* _Assigned task 1_: Edit the stretch of the meiosis II passage from "This is followed" through "is now complete." so that "daughter cells" becomes "progeny cells", and give that stretch in full.
* _Assigned task 2_: Write a continuation of the passage on meiosis, starting after its last sentence.

* _Selected extract_:
※
Cells may enter a period of rest known as interkinesis or interphase II. No DNA replication occurs during this stage.
Meiosis II
Meiosis II is the second part of the meiotic process. Much of the process is similar to mitosis. The end result is production of four haploid cells (23 chromosomes, 1N in humans) from the two haploid cells (23 chromosomes, 1N * each of the chromosomes consisting of two sister chromatids) produced in meiosis I.
Prophase II takes an inversely proportional time compared to telophase I. In this prophase we see the disappearance of the nucleoli and the nuclear envelope again as well as the shortening and thickening of the chromatids. Centrioles move to the polar regions and arrange spindle fibers for the second meiotic division.
In metaphase II, the centromeres contain two kinetochores, that attach to spindle fibers from the centrosomes (centrioles) at each pole. The new equatorial metaphase plate is rotated by 90 degrees when compared to meiosis I, perpendicular to the previous plate.
This is followed by anaphase II, where the centromeres are cleaved, allowing microtubules attached to the kinetochores to pull the sister chromatids apart. The sister chromatids by convention are now called sister chromosomes as they move toward opposing poles.
The process ends with telophase II, which is similar to telophase I, and is marked by uncoiling and lengthening of the chromosomes and the disappearance of the spindle. Nuclear envelopes reform and cleavage or cell wall formation eventually produces a total of four daughter cells, each with a haploid set of chromosomes. Meiosis is now complete.
※
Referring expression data

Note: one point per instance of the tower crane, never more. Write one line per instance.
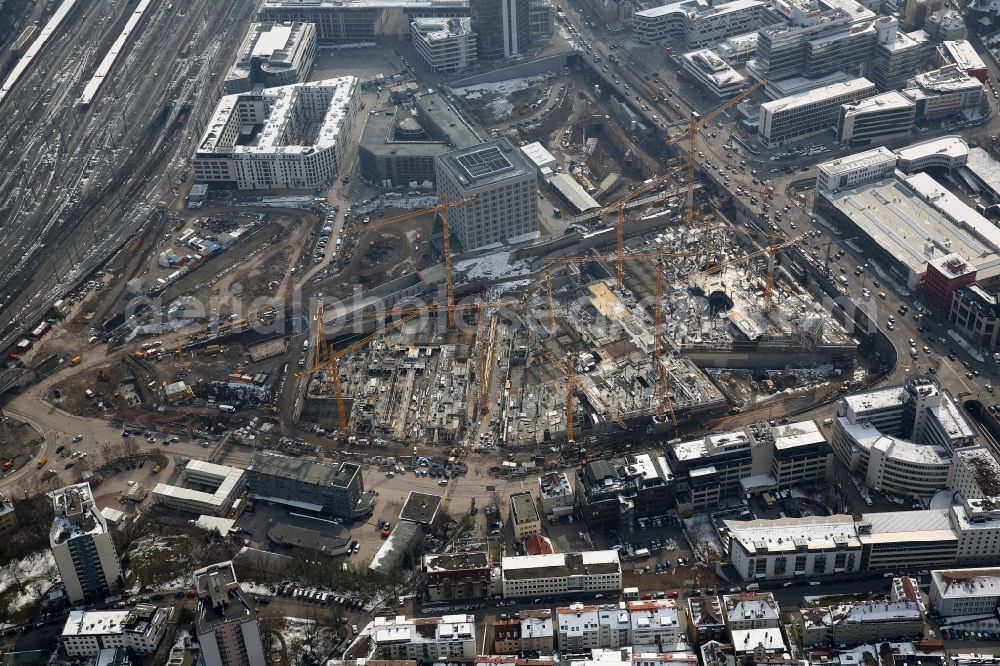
(771, 251)
(328, 359)
(618, 207)
(441, 209)
(330, 362)
(661, 372)
(663, 393)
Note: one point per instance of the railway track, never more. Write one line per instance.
(90, 205)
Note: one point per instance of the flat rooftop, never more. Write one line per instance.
(897, 219)
(904, 526)
(449, 126)
(963, 583)
(948, 79)
(884, 102)
(985, 168)
(558, 565)
(714, 68)
(420, 508)
(797, 435)
(862, 160)
(952, 265)
(523, 506)
(286, 108)
(305, 532)
(698, 8)
(273, 46)
(962, 53)
(816, 95)
(456, 561)
(786, 535)
(795, 85)
(958, 212)
(360, 5)
(953, 147)
(202, 472)
(712, 445)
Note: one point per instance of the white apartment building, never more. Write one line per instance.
(82, 546)
(943, 92)
(450, 638)
(229, 483)
(861, 622)
(853, 170)
(958, 592)
(140, 630)
(285, 137)
(587, 627)
(556, 492)
(445, 44)
(504, 185)
(976, 521)
(653, 622)
(794, 547)
(792, 118)
(561, 573)
(273, 54)
(876, 119)
(693, 24)
(901, 438)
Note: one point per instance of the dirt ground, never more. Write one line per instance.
(18, 443)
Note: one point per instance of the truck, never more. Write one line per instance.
(40, 330)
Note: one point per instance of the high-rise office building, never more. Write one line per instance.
(502, 27)
(504, 184)
(82, 546)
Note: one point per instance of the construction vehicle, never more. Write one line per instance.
(442, 210)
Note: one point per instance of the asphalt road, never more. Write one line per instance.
(77, 183)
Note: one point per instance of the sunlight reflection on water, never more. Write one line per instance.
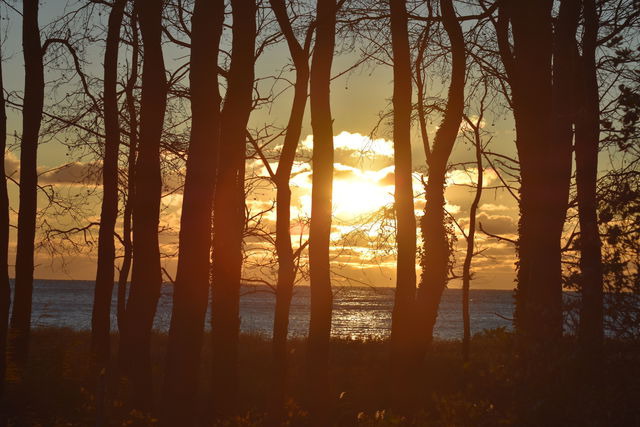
(358, 313)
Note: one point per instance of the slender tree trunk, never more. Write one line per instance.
(436, 252)
(229, 209)
(587, 145)
(471, 235)
(541, 81)
(284, 249)
(543, 191)
(402, 320)
(191, 289)
(147, 277)
(5, 289)
(321, 203)
(101, 321)
(125, 268)
(31, 119)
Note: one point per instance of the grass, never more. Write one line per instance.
(58, 390)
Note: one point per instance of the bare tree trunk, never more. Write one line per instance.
(5, 289)
(229, 209)
(402, 325)
(436, 252)
(321, 203)
(31, 120)
(191, 289)
(101, 320)
(587, 145)
(146, 278)
(543, 167)
(284, 250)
(125, 268)
(471, 234)
(541, 73)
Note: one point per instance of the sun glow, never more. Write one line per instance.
(359, 195)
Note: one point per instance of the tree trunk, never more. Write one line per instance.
(471, 235)
(587, 145)
(101, 320)
(544, 189)
(284, 250)
(191, 288)
(436, 252)
(402, 320)
(321, 203)
(146, 277)
(125, 268)
(541, 94)
(229, 209)
(5, 289)
(31, 120)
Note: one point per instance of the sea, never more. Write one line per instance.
(358, 312)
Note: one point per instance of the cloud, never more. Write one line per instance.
(358, 150)
(80, 173)
(498, 224)
(491, 207)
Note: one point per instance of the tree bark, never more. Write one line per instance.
(321, 204)
(471, 234)
(436, 252)
(191, 288)
(587, 146)
(31, 120)
(5, 289)
(101, 319)
(127, 243)
(545, 166)
(402, 327)
(229, 209)
(284, 249)
(146, 276)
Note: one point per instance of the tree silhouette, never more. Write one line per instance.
(191, 287)
(101, 320)
(146, 277)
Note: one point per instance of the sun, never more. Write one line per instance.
(359, 194)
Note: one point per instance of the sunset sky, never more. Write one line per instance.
(363, 170)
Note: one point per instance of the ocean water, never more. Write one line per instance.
(358, 312)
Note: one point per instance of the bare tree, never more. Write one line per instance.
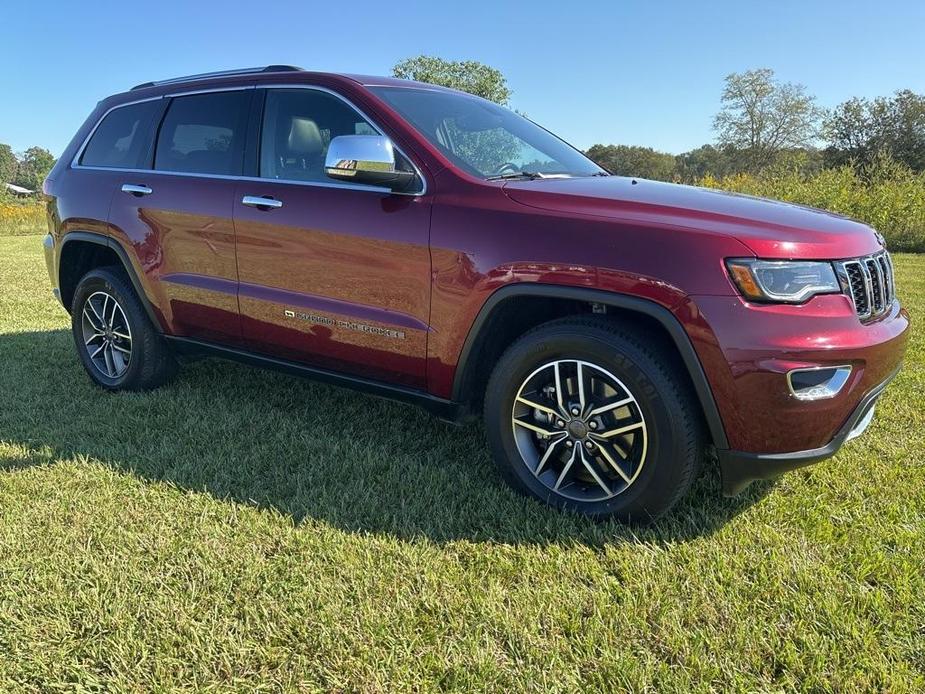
(763, 117)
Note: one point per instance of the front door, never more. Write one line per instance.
(333, 275)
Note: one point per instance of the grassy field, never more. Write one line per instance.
(242, 530)
(18, 218)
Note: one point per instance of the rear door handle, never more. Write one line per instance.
※
* _Task result 1_:
This is followed by anaphase II, where the centromeres are cleaved, allowing microtubules attached to the kinetochores to pull the sister chromatids apart. The sister chromatids by convention are now called sister chromosomes as they move toward opposing poles.
The process ends with telophase II, which is similar to telophase I, and is marked by uncoiling and lengthening of the chromosomes and the disappearance of the spindle. Nuclear envelopes reform and cleavage or cell wall formation eventually produces a total of four progeny cells, each with a haploid set of chromosomes. Meiosis is now complete.

* _Task result 2_:
For simple unicellular organisms such as the amoeba, one cell division is equivalent to reproduction-- an entire new organism is created. On a larger scale, mitotic cell division can create progeny from multicellular organisms, such as plants that grow from cuttings. Cell division also enables sexually reproducing organisms to develop from the one-celled zygote, which itself was produced by cell division from gametes. And after growth, cell division allows for continual renewal and repair of the organism. A human being's body experiences about 10,000 trillion cell divisions in a lifetime.
The primary concern of cell division is the maintenance of the original cell's genome. Before division can occur, the genomic information which is stored in chromosomes must be replicated, and the duplicated genome separated cleanly between cells. A great deal of cellular infrastructure is involved in keeping genomic information consistent between "generations".
Mitosis is the process in which a eukaryotic cell separates the chromosomes in its cell nucleus, into two identical sets in two daughter nuclei. It is generally followed immediately by cytokinesis, which divides the nuclei, cytoplasm, organelles and cell membrane into two daughter cells containing roughly equal shares of these cellular components. Mitosis and cytokinesis together define the mitotic (M) phase of the cell cycle - the division of the mother cell into two daughter cells, genetically identical to each other and to their parent cell.
Interphase
The mitotic phase is a relatively short period of the cell cycle. It alternates with the much longer interphase, where the cell prepares itself for cell division. Interphase is therefore not part of mitosis. Interphase is divided into three phases, G1 (first gap), S (synthesis), and G2 (second gap). During all three phases, the cell grows by producing proteins and cytoplasmic organelles. However, chromosomes are replicated only during the S phase. Thus, a cell grows (G1), continues to grow as it duplicates its chromosomes (S), grows more and prepares for mitosis (G2), and divides (M).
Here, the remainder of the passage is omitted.